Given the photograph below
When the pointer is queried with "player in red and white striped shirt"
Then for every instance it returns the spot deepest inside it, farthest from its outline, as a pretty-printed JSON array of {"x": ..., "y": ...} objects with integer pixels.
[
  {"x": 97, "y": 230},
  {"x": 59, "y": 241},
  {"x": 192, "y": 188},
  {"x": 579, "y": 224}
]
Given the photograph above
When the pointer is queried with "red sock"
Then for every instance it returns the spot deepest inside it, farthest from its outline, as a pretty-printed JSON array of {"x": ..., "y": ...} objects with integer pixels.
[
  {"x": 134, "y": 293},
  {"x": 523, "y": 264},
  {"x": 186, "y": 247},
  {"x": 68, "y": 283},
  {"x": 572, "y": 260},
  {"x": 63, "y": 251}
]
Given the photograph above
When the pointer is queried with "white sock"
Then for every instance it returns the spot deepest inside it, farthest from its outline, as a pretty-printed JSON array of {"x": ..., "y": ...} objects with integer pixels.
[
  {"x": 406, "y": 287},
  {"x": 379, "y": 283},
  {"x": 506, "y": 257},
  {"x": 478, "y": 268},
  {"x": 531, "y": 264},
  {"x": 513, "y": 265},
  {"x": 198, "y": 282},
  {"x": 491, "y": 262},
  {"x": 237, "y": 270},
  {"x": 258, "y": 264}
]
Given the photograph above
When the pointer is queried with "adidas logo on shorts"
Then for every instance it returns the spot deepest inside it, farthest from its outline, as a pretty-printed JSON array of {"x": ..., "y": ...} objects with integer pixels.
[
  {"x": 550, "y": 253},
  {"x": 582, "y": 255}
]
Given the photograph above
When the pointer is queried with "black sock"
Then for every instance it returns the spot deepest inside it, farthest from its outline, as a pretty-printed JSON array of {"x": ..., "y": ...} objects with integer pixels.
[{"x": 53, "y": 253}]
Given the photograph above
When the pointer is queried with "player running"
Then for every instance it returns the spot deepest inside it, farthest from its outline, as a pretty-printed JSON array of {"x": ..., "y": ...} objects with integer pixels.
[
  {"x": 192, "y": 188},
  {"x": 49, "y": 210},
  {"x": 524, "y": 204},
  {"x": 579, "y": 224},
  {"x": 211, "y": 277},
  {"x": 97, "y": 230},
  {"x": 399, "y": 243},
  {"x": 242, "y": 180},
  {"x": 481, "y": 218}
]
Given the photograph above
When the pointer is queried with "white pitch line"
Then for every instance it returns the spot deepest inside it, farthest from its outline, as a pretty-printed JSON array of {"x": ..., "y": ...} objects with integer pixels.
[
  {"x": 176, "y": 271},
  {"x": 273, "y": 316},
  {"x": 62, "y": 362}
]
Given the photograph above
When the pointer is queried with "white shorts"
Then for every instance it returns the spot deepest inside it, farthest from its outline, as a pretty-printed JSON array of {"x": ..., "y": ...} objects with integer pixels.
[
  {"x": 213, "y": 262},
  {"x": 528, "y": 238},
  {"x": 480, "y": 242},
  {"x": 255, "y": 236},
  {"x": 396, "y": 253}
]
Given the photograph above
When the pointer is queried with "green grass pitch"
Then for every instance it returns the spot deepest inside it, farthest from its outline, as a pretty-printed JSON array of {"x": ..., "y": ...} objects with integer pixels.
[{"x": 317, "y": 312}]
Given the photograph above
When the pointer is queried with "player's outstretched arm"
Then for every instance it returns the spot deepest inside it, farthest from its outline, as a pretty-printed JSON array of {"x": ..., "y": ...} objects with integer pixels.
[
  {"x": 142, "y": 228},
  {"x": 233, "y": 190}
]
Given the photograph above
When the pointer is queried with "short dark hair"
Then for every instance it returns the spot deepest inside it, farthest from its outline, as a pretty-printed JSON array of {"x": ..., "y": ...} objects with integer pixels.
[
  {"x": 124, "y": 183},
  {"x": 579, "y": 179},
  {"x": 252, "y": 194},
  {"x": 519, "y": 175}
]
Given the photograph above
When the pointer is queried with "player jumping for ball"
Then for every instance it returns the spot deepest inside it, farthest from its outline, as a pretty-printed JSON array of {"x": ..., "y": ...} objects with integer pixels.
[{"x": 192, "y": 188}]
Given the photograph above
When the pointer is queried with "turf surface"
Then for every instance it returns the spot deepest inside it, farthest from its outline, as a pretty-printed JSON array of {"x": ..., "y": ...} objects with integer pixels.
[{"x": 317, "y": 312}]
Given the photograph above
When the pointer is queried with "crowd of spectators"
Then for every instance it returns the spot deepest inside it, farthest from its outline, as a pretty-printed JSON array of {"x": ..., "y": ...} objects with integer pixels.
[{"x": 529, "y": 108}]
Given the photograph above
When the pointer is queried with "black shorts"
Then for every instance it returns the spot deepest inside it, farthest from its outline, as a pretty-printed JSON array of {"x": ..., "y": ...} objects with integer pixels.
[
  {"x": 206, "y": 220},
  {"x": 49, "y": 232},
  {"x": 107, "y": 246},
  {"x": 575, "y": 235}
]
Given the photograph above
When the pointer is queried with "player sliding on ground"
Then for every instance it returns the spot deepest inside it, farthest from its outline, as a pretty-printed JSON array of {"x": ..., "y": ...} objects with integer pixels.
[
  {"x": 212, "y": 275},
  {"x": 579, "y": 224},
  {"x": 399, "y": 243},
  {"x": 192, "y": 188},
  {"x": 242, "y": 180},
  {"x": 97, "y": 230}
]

·····

Your task is to return the full listing exactly as it was given.

- _Correct answer_:
Given the photograph below
When the pointer is queried with "player in red and white striped shirt"
Then for every instance it returns the spot deepest inside it, farthest from its outline, as a pretty-printed JSON array of {"x": ..., "y": ...} objects with integer pixels.
[
  {"x": 97, "y": 230},
  {"x": 59, "y": 241},
  {"x": 192, "y": 188},
  {"x": 579, "y": 224}
]
Given the photograph above
When the pointer is queried with "red sock"
Then for every instance it returns the spot deepest inside it, farthest from its outline, as a pretty-printed JSON array of {"x": ..., "y": ...} objects with integer pixels.
[
  {"x": 134, "y": 293},
  {"x": 523, "y": 264},
  {"x": 186, "y": 247},
  {"x": 68, "y": 283},
  {"x": 572, "y": 260},
  {"x": 63, "y": 251}
]
Given the photograph above
When the pointer is queried with "white sock"
Then for every instance it returns the spot deepest inside it, farthest from its outline, as a pretty-printed JSON array of {"x": ..., "y": ...} objects with integer pixels.
[
  {"x": 406, "y": 287},
  {"x": 379, "y": 283},
  {"x": 506, "y": 257},
  {"x": 478, "y": 268},
  {"x": 531, "y": 264},
  {"x": 513, "y": 265},
  {"x": 198, "y": 282},
  {"x": 491, "y": 262},
  {"x": 237, "y": 270},
  {"x": 258, "y": 264}
]
Given the photograph above
When the pointer is queried with "adidas logo on shorts"
Then for every instance it returns the spot deepest inside it, farthest from its outline, as a pretty-printed JSON array of {"x": ..., "y": ...} objects with integer pixels.
[
  {"x": 550, "y": 253},
  {"x": 582, "y": 255}
]
Given the photograph above
When the pointer is queried with "black sock"
Then for every instance it returns the spot deepest inside it, farthest from its outline, as a pretty-printed JSON array of {"x": ..., "y": ...} objects with integer pixels.
[{"x": 53, "y": 253}]
Given the photograph above
When the pointer is queried with "player running"
Then for every instance it returns the spot deepest inside it, farthest from its outline, as a pretty-printed JSON array of {"x": ..., "y": ...} objects with integer pixels.
[
  {"x": 192, "y": 188},
  {"x": 49, "y": 210},
  {"x": 524, "y": 204},
  {"x": 579, "y": 224},
  {"x": 211, "y": 277},
  {"x": 97, "y": 230},
  {"x": 399, "y": 243},
  {"x": 242, "y": 180},
  {"x": 481, "y": 218}
]
Given the photograph above
When the pointer is queried with "white pitch line"
Then for every instance it returns the spot deepest inside it, farthest from its outline, as a pretty-printed JSON array of {"x": ..., "y": ...} objects with integer pixels.
[
  {"x": 176, "y": 271},
  {"x": 273, "y": 316},
  {"x": 62, "y": 362}
]
Given the photograph above
When the pointer is queried with "white shorts"
Then for every instance it returns the spot deepest inside it, farthest from its outline, as a pretty-printed JSON array of {"x": ..., "y": ...} objects with integer pixels.
[
  {"x": 213, "y": 262},
  {"x": 528, "y": 238},
  {"x": 480, "y": 242},
  {"x": 255, "y": 236},
  {"x": 396, "y": 253}
]
Given the photograph above
When the pointer is queried with "green grass pitch"
Then for every instance it returns the spot deepest inside it, farthest from its outline, as a pretty-printed JSON array of {"x": ..., "y": ...} objects with integer pixels.
[{"x": 317, "y": 312}]
Given the photograph above
When the pointer is queried with "player's outstretched arm"
Then for every instance it returns the spot deepest inside it, farthest from its outline, as a pretty-printed JSON array of {"x": ..., "y": ...} objects with integer pixels.
[
  {"x": 142, "y": 228},
  {"x": 233, "y": 190}
]
Given the photograph above
When the pointer is queried with "short dark hair"
Then for every instance it returns the spot deepest inside it, farthest from its outline, as a pretty-printed JSON array of {"x": ..., "y": ...} objects with integer pixels.
[
  {"x": 124, "y": 183},
  {"x": 579, "y": 179},
  {"x": 252, "y": 194},
  {"x": 519, "y": 175}
]
Given the photograph above
When the pointer is queried with "player jumping for ball"
Then for every instance it returns the spot deepest inside it, farthest from its outline, as a pretty-printed JSON array of {"x": ..., "y": ...} objects with integer pixels.
[{"x": 192, "y": 188}]
Given the photograph above
When the pointer is queried with "turf surface"
Then for every instance it returns the spot deepest inside it, farthest from its outline, as a pretty-printed JSON array of {"x": ..., "y": ...} objects with integer pixels.
[{"x": 317, "y": 312}]
Given the photograph above
When the pointer is queried with "crowd of spectators"
Then for every instance it returns the spot deepest inside it, farthest from its outline, as a pretty-printed JSON array of {"x": ..., "y": ...} objects with integer pixels.
[{"x": 529, "y": 108}]
Given the photograph above
When the pointer is queried with "black shorts"
Then for every instance it returns the spot deepest inside it, farthest from its outline, as a pretty-printed JSON array of {"x": ..., "y": ...} objects with integer pixels.
[
  {"x": 206, "y": 220},
  {"x": 49, "y": 232},
  {"x": 107, "y": 246},
  {"x": 575, "y": 235}
]
Given the photograph above
When the pointer is queried with "player sliding on ground"
Then for every instance it returns the spot deepest inside it, farthest from its outline, as a pretty-printed JSON array of {"x": ..., "y": ...} objects with integer pixels.
[
  {"x": 212, "y": 275},
  {"x": 579, "y": 224},
  {"x": 399, "y": 243},
  {"x": 192, "y": 188},
  {"x": 242, "y": 180},
  {"x": 97, "y": 230}
]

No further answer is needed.